▽

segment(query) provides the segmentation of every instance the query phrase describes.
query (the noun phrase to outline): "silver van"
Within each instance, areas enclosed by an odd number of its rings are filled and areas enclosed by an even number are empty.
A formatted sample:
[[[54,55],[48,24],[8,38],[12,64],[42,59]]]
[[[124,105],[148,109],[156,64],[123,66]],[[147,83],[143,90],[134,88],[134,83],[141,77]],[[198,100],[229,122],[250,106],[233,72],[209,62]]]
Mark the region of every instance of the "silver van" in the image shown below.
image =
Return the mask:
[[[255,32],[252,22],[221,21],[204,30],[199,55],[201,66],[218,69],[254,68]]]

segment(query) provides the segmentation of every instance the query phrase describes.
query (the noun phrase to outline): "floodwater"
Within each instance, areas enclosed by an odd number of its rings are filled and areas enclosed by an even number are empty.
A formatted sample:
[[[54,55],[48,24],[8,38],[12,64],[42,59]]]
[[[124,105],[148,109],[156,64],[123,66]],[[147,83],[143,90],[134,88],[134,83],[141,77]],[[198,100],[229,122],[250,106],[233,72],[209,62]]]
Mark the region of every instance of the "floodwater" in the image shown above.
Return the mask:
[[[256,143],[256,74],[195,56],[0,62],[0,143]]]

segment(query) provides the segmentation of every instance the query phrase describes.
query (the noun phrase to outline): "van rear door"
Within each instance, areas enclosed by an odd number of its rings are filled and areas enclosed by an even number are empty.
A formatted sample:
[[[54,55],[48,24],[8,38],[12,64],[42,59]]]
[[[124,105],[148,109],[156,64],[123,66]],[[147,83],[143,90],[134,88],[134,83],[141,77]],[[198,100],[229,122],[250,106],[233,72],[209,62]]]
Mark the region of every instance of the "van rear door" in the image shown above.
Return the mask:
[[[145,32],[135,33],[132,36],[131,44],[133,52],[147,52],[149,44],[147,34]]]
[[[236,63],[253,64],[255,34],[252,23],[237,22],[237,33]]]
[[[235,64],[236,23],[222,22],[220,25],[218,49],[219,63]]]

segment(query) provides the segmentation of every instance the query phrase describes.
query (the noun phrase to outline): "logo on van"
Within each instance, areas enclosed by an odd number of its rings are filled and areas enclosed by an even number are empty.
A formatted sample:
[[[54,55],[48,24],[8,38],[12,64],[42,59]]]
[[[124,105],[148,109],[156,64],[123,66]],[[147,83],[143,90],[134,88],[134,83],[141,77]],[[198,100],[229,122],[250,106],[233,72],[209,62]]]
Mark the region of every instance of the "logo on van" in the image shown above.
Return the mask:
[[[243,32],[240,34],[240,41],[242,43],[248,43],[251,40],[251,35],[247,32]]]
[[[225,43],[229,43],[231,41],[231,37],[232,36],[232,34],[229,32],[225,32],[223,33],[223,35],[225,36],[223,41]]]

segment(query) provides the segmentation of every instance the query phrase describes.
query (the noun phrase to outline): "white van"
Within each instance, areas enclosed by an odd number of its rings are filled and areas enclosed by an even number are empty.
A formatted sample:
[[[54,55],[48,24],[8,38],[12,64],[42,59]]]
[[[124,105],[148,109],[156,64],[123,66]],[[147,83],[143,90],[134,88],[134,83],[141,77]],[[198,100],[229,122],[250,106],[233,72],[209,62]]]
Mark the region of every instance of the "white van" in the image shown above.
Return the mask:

△

**PROBLEM DESCRIPTION**. Copy all of the data. Keep every word exactly as it is.

**PROBLEM SOLUTION**.
segment(query) provides the segmentation of every instance the query phrase describes.
query (the noun phrase to outline): "silver van"
Within each instance, areas enclosed by an odd number of its rings are filled and areas enclosed by an even number are empty.
A formatted sample:
[[[54,55],[48,24],[8,38],[12,64],[42,59]]]
[[[124,105],[148,109],[156,64],[123,66]],[[147,83],[143,90],[134,88],[134,83],[141,77]],[[198,100],[229,122],[250,106],[233,72],[209,62]]]
Mark the region of every instance of the "silver van" in the image shown below.
image =
Return the mask:
[[[255,32],[252,22],[221,21],[204,30],[199,55],[201,66],[218,69],[254,68]]]

segment(query) provides the segmentation of every instance the query phrase describes.
query (the noun phrase to outline): "floodwater"
Within each instance, areas enclosed by an odd number of its rings are filled and areas enclosed by an even number are empty.
A formatted sample:
[[[54,55],[48,24],[8,38],[12,64],[42,59]]]
[[[124,105],[148,109],[156,64],[123,66]],[[147,83],[143,90],[134,88],[134,83],[141,77]],[[198,100],[229,122],[250,106],[233,72],[209,62]]]
Mark the region of every instance of the "floodwater" in the image shown above.
Return the mask:
[[[256,143],[256,74],[195,56],[0,62],[0,143]]]

segment(query) provides the segmentation of every instance the query phrase describes.
query (the noun phrase to outline): "van rear door"
Within each instance, areas enclosed by an odd number of its rings are filled and areas enclosed by an even number are empty.
A formatted sample:
[[[54,55],[48,24],[8,38],[12,64],[42,59]]]
[[[124,105],[148,109],[156,64],[123,66]],[[147,83],[143,90],[134,88],[134,83],[141,77]],[[198,100],[229,122],[250,106],[233,72],[209,62]]]
Mark the region of every instance of the "van rear door" in the image shown above.
Return the mask:
[[[145,32],[135,33],[132,36],[131,44],[133,52],[147,52],[149,44],[147,34]]]
[[[236,63],[253,64],[255,34],[252,23],[237,22],[237,33]]]
[[[235,64],[236,23],[222,22],[220,25],[218,49],[219,63]]]

segment(query) provides the segmentation of every instance the query phrase describes.
query (the noun phrase to outline): "logo on van"
Within each instance, areas enclosed by an odd number of its rings are filled and areas enclosed by an even number are empty.
A formatted sample:
[[[54,55],[48,24],[8,38],[12,64],[42,59]]]
[[[124,105],[148,109],[156,64],[123,66]],[[147,83],[143,90],[134,88],[134,83],[141,77]],[[198,100],[229,122],[250,106],[233,72],[209,62]]]
Mark the region of every instance of the "logo on van" in the image shown above.
Return the mask:
[[[243,32],[240,34],[240,41],[242,43],[248,43],[251,40],[251,35],[247,32]]]
[[[225,43],[229,43],[231,41],[231,37],[232,36],[232,34],[229,32],[225,32],[223,33],[223,35],[225,36],[223,41]]]

segment(query) provides the segmentation of every instance the query phrase describes.
query (the noun phrase to outline): "white van"
Within each instance, areas enclosed by an odd number of its rings are filled and areas enclosed by an even number are empty.
A formatted sample:
[[[54,55],[48,24],[8,38],[12,64],[42,59]]]
[[[124,105],[148,109],[156,64],[123,66]],[[147,83],[143,90],[134,88],[134,83],[141,77]],[[198,100],[229,122],[250,106],[233,72],[209,62]]]
Mark the region of every instance of the "white van" in the image shown above.
Return the mask:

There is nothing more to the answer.